▶ YOUR OBJECTIVE: Print the listing below exactly.

▶ RECORDS PROVIDED:
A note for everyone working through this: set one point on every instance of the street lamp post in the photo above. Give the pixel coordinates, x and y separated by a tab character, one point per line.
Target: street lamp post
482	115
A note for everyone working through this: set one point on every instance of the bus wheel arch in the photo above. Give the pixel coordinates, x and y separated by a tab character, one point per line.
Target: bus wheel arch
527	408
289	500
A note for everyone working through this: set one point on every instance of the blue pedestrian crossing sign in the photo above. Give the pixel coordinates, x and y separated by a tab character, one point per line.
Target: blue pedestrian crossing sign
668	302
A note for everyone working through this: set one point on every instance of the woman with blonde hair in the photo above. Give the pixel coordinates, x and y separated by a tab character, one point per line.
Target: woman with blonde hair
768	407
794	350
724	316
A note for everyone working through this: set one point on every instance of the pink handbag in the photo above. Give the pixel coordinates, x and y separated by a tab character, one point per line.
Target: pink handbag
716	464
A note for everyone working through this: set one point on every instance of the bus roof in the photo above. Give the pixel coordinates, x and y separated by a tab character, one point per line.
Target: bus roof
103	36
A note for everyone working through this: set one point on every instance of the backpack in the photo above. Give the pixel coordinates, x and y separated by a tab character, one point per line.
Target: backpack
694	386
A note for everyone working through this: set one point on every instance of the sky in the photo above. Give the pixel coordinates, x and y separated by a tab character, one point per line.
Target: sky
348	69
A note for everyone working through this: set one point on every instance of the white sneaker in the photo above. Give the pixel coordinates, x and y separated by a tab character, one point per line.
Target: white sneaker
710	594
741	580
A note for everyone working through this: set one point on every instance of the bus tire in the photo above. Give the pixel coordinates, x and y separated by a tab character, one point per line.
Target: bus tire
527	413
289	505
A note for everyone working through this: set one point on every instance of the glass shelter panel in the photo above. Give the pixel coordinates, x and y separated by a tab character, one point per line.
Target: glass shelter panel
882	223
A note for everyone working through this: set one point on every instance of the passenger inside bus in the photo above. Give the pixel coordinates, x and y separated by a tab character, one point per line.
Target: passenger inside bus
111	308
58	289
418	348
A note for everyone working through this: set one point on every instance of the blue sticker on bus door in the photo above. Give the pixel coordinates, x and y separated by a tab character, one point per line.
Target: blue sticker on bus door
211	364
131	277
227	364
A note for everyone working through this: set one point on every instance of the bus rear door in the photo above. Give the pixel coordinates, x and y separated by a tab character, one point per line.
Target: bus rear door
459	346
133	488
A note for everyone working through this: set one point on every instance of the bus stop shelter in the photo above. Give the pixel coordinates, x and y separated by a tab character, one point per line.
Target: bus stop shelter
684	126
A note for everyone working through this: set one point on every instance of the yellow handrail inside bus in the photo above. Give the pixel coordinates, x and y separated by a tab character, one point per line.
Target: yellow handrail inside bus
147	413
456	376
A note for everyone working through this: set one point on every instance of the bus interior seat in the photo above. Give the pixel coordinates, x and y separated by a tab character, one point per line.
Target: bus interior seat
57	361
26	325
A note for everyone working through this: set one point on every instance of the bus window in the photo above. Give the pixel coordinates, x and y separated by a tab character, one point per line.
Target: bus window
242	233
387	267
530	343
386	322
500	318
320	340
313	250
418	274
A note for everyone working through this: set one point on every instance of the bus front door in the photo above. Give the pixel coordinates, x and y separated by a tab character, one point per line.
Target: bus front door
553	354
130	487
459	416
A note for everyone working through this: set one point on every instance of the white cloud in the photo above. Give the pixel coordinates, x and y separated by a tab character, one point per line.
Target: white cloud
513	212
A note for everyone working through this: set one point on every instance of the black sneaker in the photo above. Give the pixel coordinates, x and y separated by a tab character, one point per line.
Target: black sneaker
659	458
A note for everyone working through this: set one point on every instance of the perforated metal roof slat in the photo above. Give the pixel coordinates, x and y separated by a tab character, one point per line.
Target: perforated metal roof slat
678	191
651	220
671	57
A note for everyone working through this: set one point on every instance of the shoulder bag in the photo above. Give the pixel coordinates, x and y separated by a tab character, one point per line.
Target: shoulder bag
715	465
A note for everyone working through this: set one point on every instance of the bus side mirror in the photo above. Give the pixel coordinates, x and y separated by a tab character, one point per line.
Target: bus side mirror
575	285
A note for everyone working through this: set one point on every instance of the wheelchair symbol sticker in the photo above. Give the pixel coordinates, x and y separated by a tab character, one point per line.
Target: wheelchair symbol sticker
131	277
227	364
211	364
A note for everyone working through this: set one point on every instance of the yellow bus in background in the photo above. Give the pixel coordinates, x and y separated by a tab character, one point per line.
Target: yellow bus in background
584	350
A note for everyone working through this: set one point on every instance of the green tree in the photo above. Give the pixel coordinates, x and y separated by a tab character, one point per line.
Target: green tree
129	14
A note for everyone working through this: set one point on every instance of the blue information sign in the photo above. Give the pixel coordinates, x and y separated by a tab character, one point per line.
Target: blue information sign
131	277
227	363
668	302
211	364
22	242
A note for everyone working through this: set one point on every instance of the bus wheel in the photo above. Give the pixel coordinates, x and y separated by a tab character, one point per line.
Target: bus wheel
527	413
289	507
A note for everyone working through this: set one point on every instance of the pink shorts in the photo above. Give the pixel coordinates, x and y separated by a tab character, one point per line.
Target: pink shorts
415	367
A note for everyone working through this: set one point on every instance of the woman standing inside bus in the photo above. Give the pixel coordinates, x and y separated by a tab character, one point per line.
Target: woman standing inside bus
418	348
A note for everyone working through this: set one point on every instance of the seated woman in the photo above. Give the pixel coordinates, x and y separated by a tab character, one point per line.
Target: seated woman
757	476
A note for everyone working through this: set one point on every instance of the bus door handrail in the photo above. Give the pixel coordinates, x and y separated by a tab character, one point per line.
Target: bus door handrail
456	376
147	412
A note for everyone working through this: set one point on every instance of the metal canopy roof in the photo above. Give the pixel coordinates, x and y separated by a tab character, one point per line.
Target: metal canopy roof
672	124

▶ RESPONSE BELOW:
A note for everyone working through this: set one point on every instance of the street lamp post in the photo above. Give the pixel coordinates, x and y separated by a tab character, one point per line.
Target: street lamp post
482	115
A note for everyone working through this: set one point on every instance of the bus wheel arch in the photo above. Give the pixel coordinates, x and y separated by a tab character, one point per line.
Target: bus wheel arch
527	408
289	500
A note for everyone working through this: set one point on every instance of the blue pedestrian crossing sign in the photo above. Give the pixel coordinates, x and y separated by a tab character, one point per line.
Target: blue pedestrian crossing sign
668	302
A note for everyone working through this: set one point on every instance of the woman with blonde hair in the photo above. Give the pixel coordinates, x and y separated by a tab character, one point per line.
Target: woman with blonde hair
768	407
794	350
724	316
A note for everyone working through this: set one point on every instance of the pink handbag in the photo above. Give the pixel coordinates, x and y separated by a tab character, one point per line.
Target: pink handbag
716	464
A note for everyone working through this: set one point on every instance of the bus roof in the photo above. Give the pixel coordinates, x and y separated by a tab character, one point per line.
Target: bus roof
103	36
A note for everyone working through this: set one point on every instance of the backpack in the photo above. Give the pixel coordinates, x and y separated by a tab character, one point per line.
Target: backpack
694	386
A note for everyone working through this: set one point on every instance of the sky in the photo above. Give the pixel coordinates, x and y separated by a tab character, one point per line.
Target: sky
348	69
A note for everyone working through this: set one point on every instance of the white sneaker in the photo above. Give the pixel coordinates, x and y separated by a tab character, one point per line.
Target: white sneaker
710	594
741	580
A note for everyone working through this: set one point on every instance of the bus tire in the photo above. Give the pixel coordinates, x and y separated by a tab character, one point per line.
Target: bus tire
527	413
289	505
A note for everyone working through this: set one point on every instance of the glass shelter panel in the photo above. Give the pixel coordinates, x and y separated by a tab character, one point per line.
Target: glass shelter panel
882	223
A note for everyone working through this: set one point on every instance of the passenger inside bus in the photo above. Give the pixel coordinates, x and y separated by a tab character, one point per line.
Target: passenger inside bus
111	308
58	289
418	348
A note for everyone working through this: set one point on every instance of the blue sticker on bus door in the photo above. Give the pixel coordinates, x and y separated by a tab character, one point per line.
Target: blue sticker on bus door
211	364
131	277
227	364
A note for everyone working through this: set one point on every instance of the bus rear door in the photo above. Give the pixel coordinates, x and y separated by a tab character, one point per line.
Target: bus rear door
459	346
133	488
A note for everyone working through this: set one point on every instance of the bus stop shelter in the photo above. Give the pixel coordinates, x and y separated by a tab character, one point per line.
Target: bus stop shelter
684	126
A note for everyone working through this: set one point on every instance of the yellow handrail inside bus in the photo above. Give the pixel coordinates, x and y separated by a tab character, one point per line.
Target: yellow handrail inside bus
147	413
456	376
A note for everyone working through this: set one point on every instance of the bus interior seat in the photo above. Give the pixel coordinates, x and y separated by a tab character, one point per line.
Target: bus interior seat
57	361
26	325
A note for everyone working through this: set one point on every instance of the bus window in the photo above. Give the pixel coordinates, x and y separated by a tab character, one point per line.
Target: bus window
242	233
387	267
530	343
386	322
500	318
320	340
313	250
418	274
A note for everyone working through this: set one point on every instance of the bus front door in the photo above. Give the pixel coordinates, x and y separated by a tab character, one point per line.
Target: bus front door
553	354
130	487
459	416
A note for everyone working through this: set one point on every instance of the white cloud in the photo above. Give the pixel coordinates, x and y separated by a tab character, one point per line.
Target: white cloud
513	212
A note for everyone working through this: set one point on every instance of the black sneaker in the photo above. Give the pixel coordinates, x and y separated by a tab character, one point per line.
Target: black sneaker
659	458
A note for everyone working through this: set one point on every instance of the perforated metal roof slat in the photo above. Give the pixel coordinates, x and y separated by a tab character, one point per line.
Target: perforated metal roof slat
678	191
651	220
671	57
A note for everyone working through this: set one point on every instance of the shoulder bag in the photo above. Give the pixel coordinates, x and y separated by a tab character, one point per line.
Target: shoulder bag
715	465
A note for everyone working through this: set one point on every instance of the bus side mirror in the photo above. Give the pixel coordinates, x and y separated by a tab character, one point per line.
Target: bus side mirror
575	285
A note for everyone working through this: set one point on every instance of the wheelchair symbol sticker in the photo above. Give the pixel coordinates, x and y separated by a tab character, one point per line.
Target: wheelchair symbol sticker
131	277
227	364
211	364
A note for everyone working through this: set one point on every instance of the yellow bus in background in the photo above. Give the pixel coordinates, x and y separated by a tab character, one point per line.
Target: yellow bus in background
584	350
A note for everyone working through this: set one point on every instance of the green tree in the photo above. Give the pixel coordinates, x and y separated by a tab character, one point per line.
Target: green tree
129	14
A note for everyone working through this: set one point on every instance of the blue information sign in the photo above. Give the pixel coordinates, x and y separated by a tab character, one point per line.
Target: blue information sign
131	277
227	363
668	302
211	364
22	242
A note for everyone working through this: set one point on every instance of the bus wheel in the photo above. Give the pixel coordinates, x and y separated by a tab character, one point per line.
Target: bus wheel
527	413
289	507
A note for everyone working through this: set one point on every instance of the pink shorts in the photo above. Give the pixel coordinates, x and y separated by a tab character, one point per line.
Target: pink shorts
415	367
A note for everyone working through this: set one point on every instance of the woman standing inside bus in the photo above. Give the pixel coordinates, x and y separated by a tab character, one point per line.
Target: woman standing inside bus
418	348
A note for everyone working through this: set one point on every instance of the seated woman in the photo above. Give the pixel coordinates, x and y separated by a tab character, one point per line.
Target: seated woman
757	476
A note for everyone working through this: set one point on every instance of the bus door handrail in the photo above. Give the pixel coordinates, x and y separated by a tab character, one point per line.
Target: bus door handrail
456	376
147	412
A note for everyone working through this: set one point on every instance of the metal canopy roof in the photo above. Give the pixel coordinates, x and y separated by a tab character, one point per line.
Target: metal canopy roof
672	124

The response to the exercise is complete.